**Description of the task**:
The lines from the one containing "If you could spot the blue" through the final line of the data below must be written out exactly, both included, and nothing more.

--- Recorded data ---

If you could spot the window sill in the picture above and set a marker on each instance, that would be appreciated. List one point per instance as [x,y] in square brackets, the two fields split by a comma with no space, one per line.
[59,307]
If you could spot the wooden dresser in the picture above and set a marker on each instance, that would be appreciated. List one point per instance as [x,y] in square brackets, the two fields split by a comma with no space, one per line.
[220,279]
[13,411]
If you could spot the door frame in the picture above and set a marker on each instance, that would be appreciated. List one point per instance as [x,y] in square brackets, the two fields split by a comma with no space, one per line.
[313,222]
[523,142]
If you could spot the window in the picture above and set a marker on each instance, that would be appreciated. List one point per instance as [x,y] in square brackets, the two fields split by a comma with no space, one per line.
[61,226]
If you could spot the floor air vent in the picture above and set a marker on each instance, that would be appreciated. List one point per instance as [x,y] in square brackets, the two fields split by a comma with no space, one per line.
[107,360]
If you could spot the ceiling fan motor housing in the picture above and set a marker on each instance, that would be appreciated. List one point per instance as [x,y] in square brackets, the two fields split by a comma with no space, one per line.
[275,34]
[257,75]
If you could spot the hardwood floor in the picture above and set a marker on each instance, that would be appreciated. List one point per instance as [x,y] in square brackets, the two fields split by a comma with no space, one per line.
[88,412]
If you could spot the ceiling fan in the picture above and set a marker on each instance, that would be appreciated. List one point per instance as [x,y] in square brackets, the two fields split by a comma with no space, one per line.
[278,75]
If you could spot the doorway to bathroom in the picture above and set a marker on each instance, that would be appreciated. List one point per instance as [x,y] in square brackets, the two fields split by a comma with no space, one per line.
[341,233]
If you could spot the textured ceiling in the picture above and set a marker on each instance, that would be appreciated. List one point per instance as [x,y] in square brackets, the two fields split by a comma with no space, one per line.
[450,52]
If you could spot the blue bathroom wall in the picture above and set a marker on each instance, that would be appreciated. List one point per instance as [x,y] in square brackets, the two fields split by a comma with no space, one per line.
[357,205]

---

**Answer space**:
If you could spot the blue bathroom wall in the picture above and set a marker on each instance, that would be appreciated. List one point per instance as [x,y] in square brackets, the two fields split by a comma with no space, one per line.
[357,205]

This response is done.